*** Block opens ***

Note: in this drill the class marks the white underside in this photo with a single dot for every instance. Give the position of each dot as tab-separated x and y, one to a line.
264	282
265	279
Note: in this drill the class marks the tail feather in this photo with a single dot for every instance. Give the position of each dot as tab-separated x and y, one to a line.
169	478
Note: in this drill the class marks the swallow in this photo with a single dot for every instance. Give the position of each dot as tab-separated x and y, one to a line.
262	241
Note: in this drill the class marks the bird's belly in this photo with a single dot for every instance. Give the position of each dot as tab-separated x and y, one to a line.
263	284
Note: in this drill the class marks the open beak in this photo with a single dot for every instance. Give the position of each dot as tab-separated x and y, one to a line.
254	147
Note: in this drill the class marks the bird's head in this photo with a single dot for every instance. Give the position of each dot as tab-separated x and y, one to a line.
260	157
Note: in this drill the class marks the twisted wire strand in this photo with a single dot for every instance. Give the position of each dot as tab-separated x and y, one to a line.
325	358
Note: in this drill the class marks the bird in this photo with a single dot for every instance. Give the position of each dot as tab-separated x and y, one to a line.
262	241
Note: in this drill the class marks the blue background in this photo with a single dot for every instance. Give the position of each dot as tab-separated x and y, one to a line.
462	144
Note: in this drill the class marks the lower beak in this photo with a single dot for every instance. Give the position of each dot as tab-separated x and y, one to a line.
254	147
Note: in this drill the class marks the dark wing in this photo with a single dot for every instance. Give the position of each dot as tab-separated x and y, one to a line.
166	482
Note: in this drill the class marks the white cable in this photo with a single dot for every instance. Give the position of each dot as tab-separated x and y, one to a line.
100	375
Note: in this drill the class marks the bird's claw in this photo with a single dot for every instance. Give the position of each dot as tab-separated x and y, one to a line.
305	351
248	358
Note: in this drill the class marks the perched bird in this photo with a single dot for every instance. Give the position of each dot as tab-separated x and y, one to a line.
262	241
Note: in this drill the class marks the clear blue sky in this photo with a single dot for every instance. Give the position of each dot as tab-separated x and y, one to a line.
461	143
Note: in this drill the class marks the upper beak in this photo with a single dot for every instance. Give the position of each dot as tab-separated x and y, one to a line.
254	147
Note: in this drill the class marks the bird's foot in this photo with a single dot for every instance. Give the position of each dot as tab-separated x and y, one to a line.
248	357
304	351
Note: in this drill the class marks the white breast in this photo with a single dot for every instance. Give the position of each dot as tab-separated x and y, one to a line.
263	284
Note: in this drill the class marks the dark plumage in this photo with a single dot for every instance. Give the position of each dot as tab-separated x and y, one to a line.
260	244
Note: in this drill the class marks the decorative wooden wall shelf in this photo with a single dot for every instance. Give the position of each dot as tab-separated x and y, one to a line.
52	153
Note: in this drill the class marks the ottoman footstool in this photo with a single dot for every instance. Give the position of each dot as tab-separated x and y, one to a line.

*** Block closes ***

YOUR OBJECTIVE:
The answer should consist only of the lines from the line containing "Note: in this drill the class marks the dark plumage" through the final line of the listing above, reproduced exactly.

RESPONSE TO THIS TASK:
Note: in this drill the class marks the dark plumage in this photo with a single dot for every instance. Give the position of each dot as tab-separated x and y, one to a line.
260	244
Note: in this drill the class marks the decorative wooden wall shelf in this photo with a single dot for every instance. Give the position of each dot as tab-separated x and y, one to a line.
52	153
Note: in this drill the class marks the ottoman footstool in this photo with a single dot for every instance. Give the position of each dot as tab-separated x and y, one to a line.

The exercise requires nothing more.